Directives:
(1) Answer these questions using the payment systems speech:
(a) What did Mesopotamian traders define as shekels?
(b) Which form of payment has overtaken cash as the most popular?
(c) Who set up the PSR?
(2) Carry on the payment systems speech from its last sentence.

But before I go on, I’d like to reflect for a moment.
From shekels to smartphones
We all know that payment systems are important, that they underpin the economy. We all know that the way we pay for things is changing, and, as technology develops, the options become greater.
These things have always been true, right from the early payment systems 5000 years ago when Mesopotamian traders defined units of barley as shekels.
Times have changed, but our needs are the same. People have always demanded payment systems that really work for them. We need to make sure we have an industry that responds.
Why the PSR was created
One of the concerns we have, and indeed one of the reasons we were set up by Parliament, is because it feels like the balance has slipped a little.
Payment systems, while well established and resilient, are not necessarily being operated with the user front of mind.
It is vital that we – by which I mean both regulator and regulated – keep pace.
In fact just recently we heard that cash is to move into second place as the most popular form of payment. Digital payments have overtaken.
It’s a significant moment. Together coins and paper money have been our staple for thousands of years. This ‘changing of the guard’ shows that we are moving into a new world.
And so the PSR comes at a critical time. Whether it’s shekels or smartphone apps, the concept remains the same. We must have payment systems that work for those that use them. What has changed is the complexity of the markets they serve and the technology behind them.
This is a new world and it needs a new regulator. Today I will tell you what we have been working on at the PSR so far, and then what we want to achieve and how we intend to regulate.
So, what have we been up to?
Last April the PSR was little more than an idea, a handful of people working on ‘the PSR project’.

Recorded information:

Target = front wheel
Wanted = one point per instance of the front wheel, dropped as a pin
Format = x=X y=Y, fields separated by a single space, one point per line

Answers provided:
(1)
(a) Units of barley.
(b) Digital payments.
(c) Parliament.

(2)
Fast forward 12 months and we are no longer a project; we are much much more. From a standing start we have established a brand new independent economic regulator, with a team of experts and a comprehensive set of policies and processes.
Stakeholder engagement has been a central part of our work to date, and I want to thank you for the consistently constructive and helpful input we have had from many of you here today. I certainly hope it continues.
I am immensely proud of what we have achieved. And while I may be biased, what we have achieved – in my opinion – is significant.
The next twelve months
But the real journey starts now. Now we need to turn our policy into action.
To put it simply, what the PSR wants to see is a change in mind-set in the payments industry.
The paper we published at the end of March, our policy statement, confirmed how we wanted that change to come about. At the core of our policy approach are three pillars.
These three pillars are the foundations of our work.
First, there needs to be a new and inclusive strategy setting process for those areas where collaboration is required, that has a real imperative to deliver.
We will make this happen by setting up a Payments Strategy Forum to develop a longer term vision for how payment systems should develop and identify priority areas for the industry to work together - where appropriate – and deliver this vision. I will come back to this in a minute.
Second, I want more transparency around how decisions are made, and who is making them. To that end the PSR will break open the control and governance of payment systems, challenge payment system operators to explain how they have listened to people and organisations that use payment systems, and check that operators are really taking payment systems in a direction that meets people’s needs. This will help create a level playing field for all involved.
And third, I want to improve the way people and businesses gain access to a payment system – be it directly or indirectly. This must be clearer, easier and fairer and handled in a way that fosters innovative and competitive solutions for customers using payment systems.
So back to the Forum. And I think this deserves special attention today because it stands as a significant departure from the traditional way of doing things for a regulator. That partly reflects the fact that we have a pretty unique duty for a regulator - that of promoting innovation.
We don't want innovation for innovation's sake. We want innovation where it can drive real benefits for system users and consumers.
We are also very clear that we need to distinguish between innovation that can be driven commercially by an individual entity and that innovation that can only happen collaboratively because of the significant network effects that exist in the sector.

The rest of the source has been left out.